= Exercise objective =
Go through the lines below and copy each one that holds the string "grass".

= Listed records =
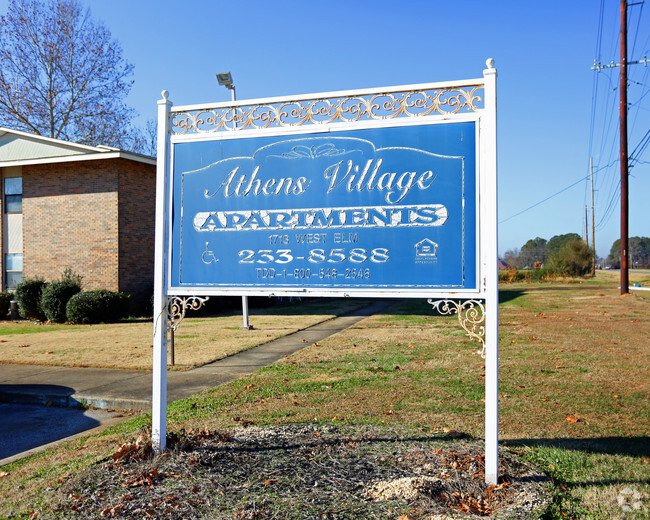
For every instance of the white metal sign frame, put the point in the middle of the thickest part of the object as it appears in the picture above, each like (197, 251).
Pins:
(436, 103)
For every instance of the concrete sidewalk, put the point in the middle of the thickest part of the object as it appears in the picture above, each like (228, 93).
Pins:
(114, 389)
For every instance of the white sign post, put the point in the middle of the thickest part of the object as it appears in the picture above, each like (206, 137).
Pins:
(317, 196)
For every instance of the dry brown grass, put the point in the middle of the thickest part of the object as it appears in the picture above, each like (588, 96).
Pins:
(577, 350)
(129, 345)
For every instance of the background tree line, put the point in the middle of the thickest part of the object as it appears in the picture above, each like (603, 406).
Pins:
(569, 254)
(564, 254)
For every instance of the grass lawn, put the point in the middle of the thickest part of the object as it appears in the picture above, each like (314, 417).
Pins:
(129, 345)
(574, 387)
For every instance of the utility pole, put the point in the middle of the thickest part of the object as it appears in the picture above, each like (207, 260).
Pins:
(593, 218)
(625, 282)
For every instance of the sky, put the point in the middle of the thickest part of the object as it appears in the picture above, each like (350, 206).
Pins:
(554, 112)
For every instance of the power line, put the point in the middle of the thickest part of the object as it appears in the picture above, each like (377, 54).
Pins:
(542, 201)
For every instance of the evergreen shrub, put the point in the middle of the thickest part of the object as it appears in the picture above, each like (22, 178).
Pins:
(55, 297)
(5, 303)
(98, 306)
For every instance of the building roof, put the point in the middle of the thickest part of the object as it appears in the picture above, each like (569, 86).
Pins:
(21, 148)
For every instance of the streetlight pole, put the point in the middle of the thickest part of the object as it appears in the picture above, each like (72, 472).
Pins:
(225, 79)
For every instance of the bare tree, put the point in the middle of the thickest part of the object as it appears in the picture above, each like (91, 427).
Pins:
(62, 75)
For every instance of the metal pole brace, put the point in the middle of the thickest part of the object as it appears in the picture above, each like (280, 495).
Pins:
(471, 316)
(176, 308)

==

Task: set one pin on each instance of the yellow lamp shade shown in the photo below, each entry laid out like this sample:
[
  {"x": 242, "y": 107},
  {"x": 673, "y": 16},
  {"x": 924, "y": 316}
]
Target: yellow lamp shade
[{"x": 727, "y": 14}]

==

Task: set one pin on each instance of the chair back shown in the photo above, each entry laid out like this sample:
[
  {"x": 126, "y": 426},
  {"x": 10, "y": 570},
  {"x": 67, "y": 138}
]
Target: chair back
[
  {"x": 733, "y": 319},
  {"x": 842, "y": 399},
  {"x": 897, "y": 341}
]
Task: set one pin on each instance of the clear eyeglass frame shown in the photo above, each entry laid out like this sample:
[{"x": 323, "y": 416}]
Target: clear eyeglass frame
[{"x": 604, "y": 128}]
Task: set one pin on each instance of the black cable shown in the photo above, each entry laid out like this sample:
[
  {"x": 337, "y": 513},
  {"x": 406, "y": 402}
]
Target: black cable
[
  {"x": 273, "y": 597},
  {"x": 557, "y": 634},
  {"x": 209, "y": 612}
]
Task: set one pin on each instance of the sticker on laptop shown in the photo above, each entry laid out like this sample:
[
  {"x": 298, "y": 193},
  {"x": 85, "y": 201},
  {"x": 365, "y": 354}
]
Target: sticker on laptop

= Task result =
For every instance of the dry brown grass, put the point in the middle of the thickest part of the object as it appears in the picture above, each like (588, 96).
For every instance of the grass lawn, put the point in the middle of the thickest part of the object as it appears in the picture above, each like (314, 417).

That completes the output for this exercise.